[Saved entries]

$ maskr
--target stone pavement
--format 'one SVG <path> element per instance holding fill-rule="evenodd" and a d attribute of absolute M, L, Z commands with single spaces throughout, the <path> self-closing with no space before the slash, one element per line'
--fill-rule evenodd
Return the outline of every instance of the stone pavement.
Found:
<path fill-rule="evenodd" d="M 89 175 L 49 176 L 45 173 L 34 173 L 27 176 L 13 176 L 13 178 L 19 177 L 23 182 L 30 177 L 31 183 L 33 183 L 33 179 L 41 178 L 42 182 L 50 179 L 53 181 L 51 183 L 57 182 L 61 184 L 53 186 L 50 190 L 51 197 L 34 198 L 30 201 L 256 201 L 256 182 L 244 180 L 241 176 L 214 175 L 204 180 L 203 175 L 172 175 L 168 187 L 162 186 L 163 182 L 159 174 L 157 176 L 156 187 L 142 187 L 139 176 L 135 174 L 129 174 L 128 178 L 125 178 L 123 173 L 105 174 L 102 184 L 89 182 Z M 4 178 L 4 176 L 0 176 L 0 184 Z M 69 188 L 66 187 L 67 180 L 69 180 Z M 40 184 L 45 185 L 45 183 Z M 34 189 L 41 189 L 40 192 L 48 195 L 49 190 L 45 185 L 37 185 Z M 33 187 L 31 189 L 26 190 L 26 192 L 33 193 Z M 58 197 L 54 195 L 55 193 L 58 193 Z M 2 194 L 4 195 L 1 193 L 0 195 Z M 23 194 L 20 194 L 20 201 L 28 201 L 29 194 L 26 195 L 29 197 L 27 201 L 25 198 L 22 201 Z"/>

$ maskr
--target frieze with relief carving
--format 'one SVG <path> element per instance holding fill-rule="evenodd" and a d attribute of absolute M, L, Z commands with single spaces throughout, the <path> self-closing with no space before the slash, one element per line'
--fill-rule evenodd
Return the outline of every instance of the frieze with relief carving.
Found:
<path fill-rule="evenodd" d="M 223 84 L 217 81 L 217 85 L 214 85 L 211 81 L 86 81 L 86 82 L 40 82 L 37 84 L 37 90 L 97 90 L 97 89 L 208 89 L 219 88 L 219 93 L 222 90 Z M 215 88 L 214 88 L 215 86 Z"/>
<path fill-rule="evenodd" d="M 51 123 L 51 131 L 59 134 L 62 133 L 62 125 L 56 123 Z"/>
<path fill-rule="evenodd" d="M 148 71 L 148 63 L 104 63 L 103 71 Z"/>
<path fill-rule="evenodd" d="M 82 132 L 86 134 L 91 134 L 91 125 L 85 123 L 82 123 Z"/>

» GIVEN REQUEST
Repeat every one of the saved entries above verbatim, line for line.

» FINISHED EXERCISE
$ maskr
--target stone pavement
--format 'one SVG <path> element per instance holding fill-rule="evenodd" and a d attribute of absolute M, L, Z commands with single spaces throughout, the <path> self-closing with no space before the slash, one element per line'
--fill-rule evenodd
Return the outline of every instance of the stone pavement.
Found:
<path fill-rule="evenodd" d="M 89 175 L 49 176 L 45 173 L 34 173 L 27 176 L 13 176 L 13 178 L 19 177 L 23 182 L 30 177 L 31 183 L 33 183 L 33 179 L 41 178 L 42 182 L 50 179 L 53 181 L 51 183 L 57 182 L 61 184 L 53 186 L 50 190 L 51 197 L 34 198 L 30 201 L 256 201 L 256 182 L 244 180 L 241 176 L 214 175 L 204 180 L 203 175 L 172 175 L 168 187 L 162 186 L 163 182 L 159 174 L 157 176 L 156 187 L 142 187 L 139 176 L 135 174 L 129 174 L 128 178 L 125 178 L 123 173 L 105 174 L 102 184 L 89 182 Z M 4 178 L 4 176 L 0 176 L 0 184 Z M 69 188 L 66 187 L 67 180 L 69 180 Z M 40 184 L 45 185 L 45 183 Z M 34 189 L 41 189 L 40 192 L 48 195 L 49 190 L 45 185 L 37 185 Z M 33 187 L 31 189 L 26 190 L 26 192 L 33 193 Z M 58 197 L 54 195 L 55 193 L 58 193 Z M 2 194 L 4 195 L 1 193 L 0 195 Z M 23 194 L 20 194 L 20 201 L 28 201 L 29 194 L 26 195 L 29 197 L 27 201 L 25 198 L 22 201 Z"/>

$ maskr
--target frieze with relief carving
--format 'one SVG <path> element per instance holding fill-rule="evenodd" and a d attribute of absolute M, L, Z commands with single spaces throughout, the <path> self-closing with no space before the slash, one element per line'
--fill-rule evenodd
Return the outline of every instance of the frieze with relief carving.
Found:
<path fill-rule="evenodd" d="M 223 84 L 217 81 L 217 85 L 214 85 L 211 81 L 86 81 L 86 82 L 40 82 L 37 84 L 37 90 L 97 90 L 97 89 L 208 89 L 219 88 L 219 93 L 222 90 Z M 215 88 L 214 88 L 215 86 Z"/>
<path fill-rule="evenodd" d="M 51 123 L 51 131 L 59 134 L 62 133 L 62 125 L 56 123 Z"/>
<path fill-rule="evenodd" d="M 148 71 L 148 63 L 104 63 L 103 71 Z"/>
<path fill-rule="evenodd" d="M 82 132 L 86 134 L 91 134 L 91 125 L 85 123 L 82 123 Z"/>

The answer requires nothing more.